::: PROVIDED DATA

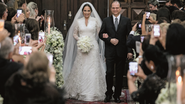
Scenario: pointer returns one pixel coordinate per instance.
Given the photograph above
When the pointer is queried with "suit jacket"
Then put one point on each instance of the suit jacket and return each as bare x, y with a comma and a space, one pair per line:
7, 69
121, 34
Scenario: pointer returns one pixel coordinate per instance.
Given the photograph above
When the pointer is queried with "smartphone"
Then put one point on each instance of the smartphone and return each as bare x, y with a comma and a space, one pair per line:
147, 15
138, 46
19, 12
142, 38
1, 25
27, 38
156, 30
15, 39
50, 58
133, 68
25, 50
41, 37
140, 26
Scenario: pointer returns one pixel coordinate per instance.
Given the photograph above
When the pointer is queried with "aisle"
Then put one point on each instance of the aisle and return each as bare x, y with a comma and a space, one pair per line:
125, 99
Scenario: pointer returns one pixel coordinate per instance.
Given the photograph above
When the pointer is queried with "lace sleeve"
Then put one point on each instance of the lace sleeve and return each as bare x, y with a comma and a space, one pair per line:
97, 27
75, 34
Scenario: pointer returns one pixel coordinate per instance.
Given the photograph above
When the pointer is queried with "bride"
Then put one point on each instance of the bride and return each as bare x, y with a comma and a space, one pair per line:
84, 73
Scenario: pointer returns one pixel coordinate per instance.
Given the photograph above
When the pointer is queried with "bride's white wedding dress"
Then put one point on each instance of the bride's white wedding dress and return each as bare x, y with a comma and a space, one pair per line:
87, 78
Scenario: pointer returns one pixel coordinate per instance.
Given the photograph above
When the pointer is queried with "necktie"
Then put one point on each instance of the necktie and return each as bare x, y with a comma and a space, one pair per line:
116, 23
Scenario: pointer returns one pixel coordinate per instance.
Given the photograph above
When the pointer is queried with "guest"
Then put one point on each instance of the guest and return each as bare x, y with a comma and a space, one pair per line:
163, 12
3, 34
168, 3
156, 61
27, 13
153, 5
31, 85
33, 11
11, 13
175, 39
163, 20
7, 68
176, 21
41, 20
33, 27
3, 11
177, 4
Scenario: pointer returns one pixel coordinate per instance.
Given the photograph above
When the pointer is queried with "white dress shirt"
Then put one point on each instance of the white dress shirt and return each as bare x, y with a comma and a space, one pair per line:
114, 18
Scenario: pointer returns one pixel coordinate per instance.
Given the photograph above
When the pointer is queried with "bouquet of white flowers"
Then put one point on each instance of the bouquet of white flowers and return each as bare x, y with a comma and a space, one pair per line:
84, 44
55, 46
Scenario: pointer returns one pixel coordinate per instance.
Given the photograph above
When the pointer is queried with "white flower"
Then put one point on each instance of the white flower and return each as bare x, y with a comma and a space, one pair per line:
84, 44
55, 46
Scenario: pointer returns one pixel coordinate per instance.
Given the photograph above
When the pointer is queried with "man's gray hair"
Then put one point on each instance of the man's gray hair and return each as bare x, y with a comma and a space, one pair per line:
6, 47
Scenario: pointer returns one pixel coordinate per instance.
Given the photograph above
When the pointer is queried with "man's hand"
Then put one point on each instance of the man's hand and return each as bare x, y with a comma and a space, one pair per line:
105, 35
114, 41
3, 34
129, 56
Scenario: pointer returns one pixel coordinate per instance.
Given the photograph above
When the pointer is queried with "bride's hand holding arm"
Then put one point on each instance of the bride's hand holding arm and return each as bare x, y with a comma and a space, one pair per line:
75, 34
105, 38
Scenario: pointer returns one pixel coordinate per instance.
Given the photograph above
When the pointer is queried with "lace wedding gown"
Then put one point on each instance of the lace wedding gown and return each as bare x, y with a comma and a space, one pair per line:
87, 79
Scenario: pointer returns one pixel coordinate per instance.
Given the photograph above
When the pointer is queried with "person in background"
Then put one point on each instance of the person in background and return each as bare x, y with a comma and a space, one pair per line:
7, 68
177, 4
163, 12
156, 61
33, 27
3, 12
178, 14
11, 13
3, 34
33, 84
153, 5
116, 51
22, 4
168, 3
33, 8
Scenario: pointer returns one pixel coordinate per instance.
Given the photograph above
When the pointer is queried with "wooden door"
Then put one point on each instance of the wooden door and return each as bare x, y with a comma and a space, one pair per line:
132, 9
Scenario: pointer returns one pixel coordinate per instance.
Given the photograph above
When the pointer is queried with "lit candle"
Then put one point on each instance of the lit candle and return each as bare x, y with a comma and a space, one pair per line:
183, 90
179, 87
19, 34
49, 24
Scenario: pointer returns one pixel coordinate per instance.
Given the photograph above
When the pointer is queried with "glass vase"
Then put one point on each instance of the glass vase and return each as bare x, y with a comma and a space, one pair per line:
48, 21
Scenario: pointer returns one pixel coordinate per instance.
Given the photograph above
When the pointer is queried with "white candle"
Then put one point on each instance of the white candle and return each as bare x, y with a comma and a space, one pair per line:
49, 24
179, 89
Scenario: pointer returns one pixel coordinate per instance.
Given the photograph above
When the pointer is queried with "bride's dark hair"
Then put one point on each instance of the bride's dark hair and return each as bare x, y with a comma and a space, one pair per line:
85, 6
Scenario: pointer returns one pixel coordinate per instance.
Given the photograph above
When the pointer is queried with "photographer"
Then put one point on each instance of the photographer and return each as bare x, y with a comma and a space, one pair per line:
148, 92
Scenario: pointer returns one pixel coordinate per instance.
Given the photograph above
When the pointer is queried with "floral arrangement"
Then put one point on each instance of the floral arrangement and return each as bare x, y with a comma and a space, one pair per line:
84, 44
55, 46
167, 95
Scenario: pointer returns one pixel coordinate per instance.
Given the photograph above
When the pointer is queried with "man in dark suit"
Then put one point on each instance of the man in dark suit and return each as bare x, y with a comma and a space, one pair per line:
7, 68
113, 32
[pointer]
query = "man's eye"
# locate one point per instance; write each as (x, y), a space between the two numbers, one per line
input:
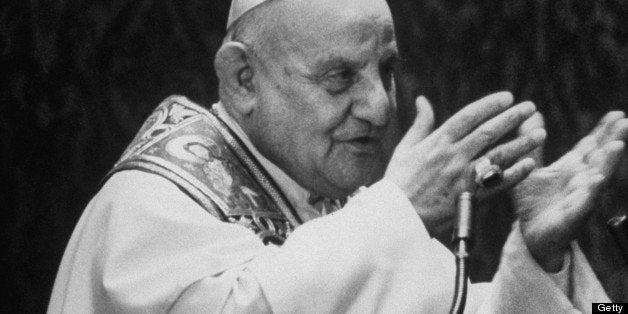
(338, 81)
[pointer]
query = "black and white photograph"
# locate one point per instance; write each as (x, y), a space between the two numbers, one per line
(314, 156)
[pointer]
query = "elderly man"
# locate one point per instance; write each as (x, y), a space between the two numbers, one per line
(237, 209)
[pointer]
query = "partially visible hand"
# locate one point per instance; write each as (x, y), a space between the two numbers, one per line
(433, 168)
(553, 202)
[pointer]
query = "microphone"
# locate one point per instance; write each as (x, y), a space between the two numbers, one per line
(487, 175)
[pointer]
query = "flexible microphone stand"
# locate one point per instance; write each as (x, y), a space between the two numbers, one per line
(486, 175)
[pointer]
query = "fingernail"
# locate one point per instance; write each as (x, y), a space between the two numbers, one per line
(538, 135)
(528, 107)
(597, 178)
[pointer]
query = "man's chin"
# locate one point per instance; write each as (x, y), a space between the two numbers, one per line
(347, 181)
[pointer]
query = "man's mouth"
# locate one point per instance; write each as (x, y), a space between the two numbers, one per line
(364, 144)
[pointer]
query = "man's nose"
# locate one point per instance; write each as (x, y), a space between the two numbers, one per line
(371, 102)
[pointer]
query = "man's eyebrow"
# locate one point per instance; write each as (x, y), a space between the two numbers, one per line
(324, 64)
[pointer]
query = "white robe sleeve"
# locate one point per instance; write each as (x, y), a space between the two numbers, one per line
(143, 245)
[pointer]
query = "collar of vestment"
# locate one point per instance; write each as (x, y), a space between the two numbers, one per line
(199, 152)
(307, 205)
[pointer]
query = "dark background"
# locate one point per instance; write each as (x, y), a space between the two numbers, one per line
(79, 77)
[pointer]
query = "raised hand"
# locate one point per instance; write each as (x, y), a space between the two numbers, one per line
(433, 168)
(553, 202)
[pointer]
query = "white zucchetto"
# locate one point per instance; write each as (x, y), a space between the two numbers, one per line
(239, 7)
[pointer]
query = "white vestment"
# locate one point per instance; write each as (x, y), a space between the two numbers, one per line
(143, 245)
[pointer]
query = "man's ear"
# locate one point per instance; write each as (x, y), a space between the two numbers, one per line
(236, 76)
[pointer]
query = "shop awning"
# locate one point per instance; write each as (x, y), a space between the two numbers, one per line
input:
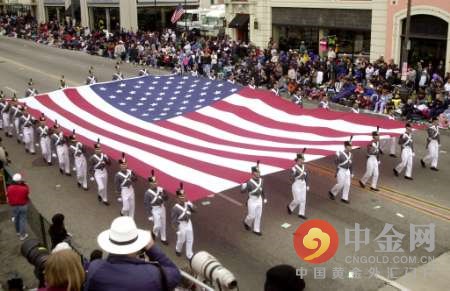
(239, 21)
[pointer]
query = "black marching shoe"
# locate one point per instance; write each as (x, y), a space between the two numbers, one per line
(396, 173)
(331, 196)
(288, 209)
(362, 184)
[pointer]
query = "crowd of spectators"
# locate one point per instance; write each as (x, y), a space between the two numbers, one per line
(295, 73)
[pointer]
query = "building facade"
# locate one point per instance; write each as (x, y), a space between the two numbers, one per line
(369, 27)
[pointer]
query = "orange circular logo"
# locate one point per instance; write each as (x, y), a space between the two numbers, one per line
(316, 241)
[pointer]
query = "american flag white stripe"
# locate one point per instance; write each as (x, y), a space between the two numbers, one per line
(211, 149)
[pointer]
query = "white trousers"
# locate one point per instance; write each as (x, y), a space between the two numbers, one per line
(28, 138)
(407, 158)
(81, 170)
(343, 183)
(159, 221)
(6, 123)
(393, 145)
(62, 151)
(127, 194)
(254, 208)
(101, 177)
(371, 171)
(17, 128)
(46, 149)
(299, 195)
(185, 234)
(432, 153)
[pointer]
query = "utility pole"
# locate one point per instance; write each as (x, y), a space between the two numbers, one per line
(405, 49)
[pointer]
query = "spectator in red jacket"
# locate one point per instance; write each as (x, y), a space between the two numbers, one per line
(17, 194)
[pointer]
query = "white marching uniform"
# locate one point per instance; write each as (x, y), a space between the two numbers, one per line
(433, 142)
(344, 174)
(299, 189)
(124, 185)
(80, 164)
(154, 204)
(98, 165)
(46, 148)
(15, 115)
(6, 118)
(62, 151)
(26, 123)
(406, 143)
(255, 192)
(181, 217)
(373, 160)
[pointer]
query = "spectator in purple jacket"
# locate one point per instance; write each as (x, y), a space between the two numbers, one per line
(122, 269)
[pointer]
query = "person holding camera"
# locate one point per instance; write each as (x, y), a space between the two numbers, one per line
(122, 269)
(18, 198)
(181, 218)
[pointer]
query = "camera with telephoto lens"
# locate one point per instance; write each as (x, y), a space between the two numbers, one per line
(36, 254)
(210, 269)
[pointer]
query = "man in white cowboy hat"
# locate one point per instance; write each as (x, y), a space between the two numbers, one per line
(181, 218)
(124, 185)
(254, 188)
(344, 173)
(154, 199)
(18, 198)
(299, 187)
(122, 269)
(99, 161)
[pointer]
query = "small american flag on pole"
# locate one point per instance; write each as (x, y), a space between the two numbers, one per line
(179, 11)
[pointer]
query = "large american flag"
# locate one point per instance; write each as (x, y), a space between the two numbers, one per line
(207, 134)
(177, 13)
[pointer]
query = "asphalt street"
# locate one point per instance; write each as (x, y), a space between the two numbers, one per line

::::::

Find every line that contains the word "background" and copy each one out in full, treating uppercase and lowercase letters as different.

When the pointer is queried with "person in background"
Then put one point on each instance of the person in background and return each as bare x, y with a comma and a space, one pair per line:
query = "dark background"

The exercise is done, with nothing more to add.